» **Source records**:
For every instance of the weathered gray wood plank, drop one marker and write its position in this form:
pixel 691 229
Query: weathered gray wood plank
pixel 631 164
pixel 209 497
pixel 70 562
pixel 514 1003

» **WORK TASK**: Retype the entries shown above. Keep every word exactly as it is.

» **OUTPUT OF THE TASK**:
For every instance of the weathered gray wood plank, drop one marker and write its position in this form:
pixel 691 229
Query: weathered gray wood plank
pixel 631 164
pixel 209 497
pixel 70 562
pixel 514 1003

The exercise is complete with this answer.